Stated exercise A: Copy the records word for word, starting with the line that contains "Can you find the maroon jersey" and going on through the last line of the records.

Excerpt provided:
□ □ □
# Great Songs for Men to Heal from Infidelity



## Ever-Man (Jan 25, 2013)

I have noticed that TAM has a lot of men who are dealing with their wayward wives. This is a difficult issue for a man since infidelity has traditionally been an issue for woman. 

How does a man "heal" from infidelity with his masculinity intact? I suggest listening to music made BY REAL MEN who have suffered infidelity and over-come it's pain, not by crying like girls, but getting angry and learning to overcome the pain by killing it with wreckless behavior, and smashing things, the way an out-of-controll man does. 

Here are some songs that have helped me: 

Allman Brothers: Whipping Post

whipping post - the allman brothers band - YouTube

Limp Bizcit: Nookie

Limp Bizkit- Nookie (Lyrics) - YouTube


These songs helped me a lot. Anyone have others to share?


----------



## stevehowefan (Apr 3, 2013)

I find that no matter the situation I'm going through, anything by Tool corrects my issues.


----------



## badbane (Jun 9, 2012)

Theory of a Deadman - Santa Monica hell 
When you get over the ex and find a new girl friend then
Theory of a deadman - bad girlfriend


----------



## MattMatt (May 19, 2012)
□ □ □
Dataset content:

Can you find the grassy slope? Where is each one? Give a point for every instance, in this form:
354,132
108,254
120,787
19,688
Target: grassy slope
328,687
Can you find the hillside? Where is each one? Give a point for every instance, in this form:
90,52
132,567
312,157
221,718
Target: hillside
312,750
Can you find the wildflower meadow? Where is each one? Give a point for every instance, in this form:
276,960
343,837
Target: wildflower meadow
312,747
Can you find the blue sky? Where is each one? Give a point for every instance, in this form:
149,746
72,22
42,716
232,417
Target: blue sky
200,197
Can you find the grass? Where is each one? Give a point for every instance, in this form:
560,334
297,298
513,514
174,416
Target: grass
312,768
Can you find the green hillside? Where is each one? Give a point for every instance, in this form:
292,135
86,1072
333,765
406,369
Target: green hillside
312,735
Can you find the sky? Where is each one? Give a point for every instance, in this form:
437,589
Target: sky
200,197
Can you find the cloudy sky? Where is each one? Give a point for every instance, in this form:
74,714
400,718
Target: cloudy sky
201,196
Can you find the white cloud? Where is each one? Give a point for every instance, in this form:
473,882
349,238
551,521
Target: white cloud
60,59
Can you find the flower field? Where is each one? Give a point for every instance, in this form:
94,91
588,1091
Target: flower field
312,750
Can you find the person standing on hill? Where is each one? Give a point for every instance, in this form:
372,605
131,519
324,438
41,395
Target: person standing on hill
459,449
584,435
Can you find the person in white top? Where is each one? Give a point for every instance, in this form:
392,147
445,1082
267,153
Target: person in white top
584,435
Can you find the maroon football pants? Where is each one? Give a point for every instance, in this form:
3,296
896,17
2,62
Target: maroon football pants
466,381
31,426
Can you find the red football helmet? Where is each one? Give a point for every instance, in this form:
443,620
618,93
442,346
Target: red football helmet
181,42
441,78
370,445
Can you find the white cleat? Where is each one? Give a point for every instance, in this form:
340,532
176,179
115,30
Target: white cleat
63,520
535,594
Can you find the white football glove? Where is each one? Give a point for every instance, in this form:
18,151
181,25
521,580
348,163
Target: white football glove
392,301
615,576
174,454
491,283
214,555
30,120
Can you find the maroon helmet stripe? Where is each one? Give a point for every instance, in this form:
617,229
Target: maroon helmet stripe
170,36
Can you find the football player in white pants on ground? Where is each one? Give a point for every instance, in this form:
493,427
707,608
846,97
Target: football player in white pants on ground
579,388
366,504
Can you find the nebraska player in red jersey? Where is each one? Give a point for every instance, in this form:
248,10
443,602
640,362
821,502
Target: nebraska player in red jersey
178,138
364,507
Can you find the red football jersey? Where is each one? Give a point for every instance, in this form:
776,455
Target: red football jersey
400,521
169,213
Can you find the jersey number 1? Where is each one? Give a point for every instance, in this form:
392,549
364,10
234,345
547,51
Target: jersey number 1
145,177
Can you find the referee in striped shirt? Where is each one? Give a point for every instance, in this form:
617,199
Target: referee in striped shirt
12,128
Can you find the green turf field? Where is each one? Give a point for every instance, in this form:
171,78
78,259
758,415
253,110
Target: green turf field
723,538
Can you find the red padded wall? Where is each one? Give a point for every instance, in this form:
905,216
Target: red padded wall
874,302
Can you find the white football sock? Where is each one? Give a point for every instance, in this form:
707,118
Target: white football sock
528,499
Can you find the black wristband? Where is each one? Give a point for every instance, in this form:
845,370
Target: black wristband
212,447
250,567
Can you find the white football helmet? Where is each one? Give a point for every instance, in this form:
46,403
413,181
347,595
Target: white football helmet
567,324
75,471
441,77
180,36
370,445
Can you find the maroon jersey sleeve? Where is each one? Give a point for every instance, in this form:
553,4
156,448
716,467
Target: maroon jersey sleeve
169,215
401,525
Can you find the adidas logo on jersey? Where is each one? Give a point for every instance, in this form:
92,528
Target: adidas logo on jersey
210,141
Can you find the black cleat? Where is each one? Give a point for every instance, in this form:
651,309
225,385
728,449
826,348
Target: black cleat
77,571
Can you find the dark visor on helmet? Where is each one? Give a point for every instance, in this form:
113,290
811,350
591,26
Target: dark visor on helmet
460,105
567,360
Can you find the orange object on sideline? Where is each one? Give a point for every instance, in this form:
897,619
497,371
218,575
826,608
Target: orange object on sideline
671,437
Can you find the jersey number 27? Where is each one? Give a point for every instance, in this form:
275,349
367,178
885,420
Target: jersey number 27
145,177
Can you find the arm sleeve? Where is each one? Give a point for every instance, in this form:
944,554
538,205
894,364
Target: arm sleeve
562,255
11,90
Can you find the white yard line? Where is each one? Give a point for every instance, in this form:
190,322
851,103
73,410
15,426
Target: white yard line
□ □ □
Stated exercise B: Name every song title mentioned in the forum thread about songs for healing from infidelity.

Exercise response A:
Can you find the maroon jersey sleeve? Where is each one? Give a point for every instance, in this form:
553,4
156,448
716,467
Target: maroon jersey sleeve
169,215
401,525
Can you find the adidas logo on jersey? Where is each one? Give a point for every instance, in this form:
92,528
Target: adidas logo on jersey
210,141
Can you find the black cleat? Where is each one? Give a point for every instance, in this form:
651,309
225,385
728,449
826,348
Target: black cleat
77,571
Can you find the dark visor on helmet? Where is each one? Give a point for every instance, in this form:
113,290
811,350
591,26
Target: dark visor on helmet
460,105
567,360
Can you find the orange object on sideline? Where is each one? Give a point for every instance, in this form:
897,619
497,371
218,575
826,608
Target: orange object on sideline
671,437
Can you find the jersey number 27? Where is each one? Give a point for every instance, in this form:
275,349
367,178
885,420
Target: jersey number 27
145,177
Can you find the arm sleeve? Where is each one? Give a point for every instance, in this form:
944,554
538,205
894,364
Target: arm sleeve
562,255
11,90
Can you find the white yard line? Where is each one? Give a point for every instance, in this form:
190,322
851,103
73,410
15,426
Target: white yard line

Exercise response B:
Whipping Post
Nookie
Santa Monica hell
bad girlfriend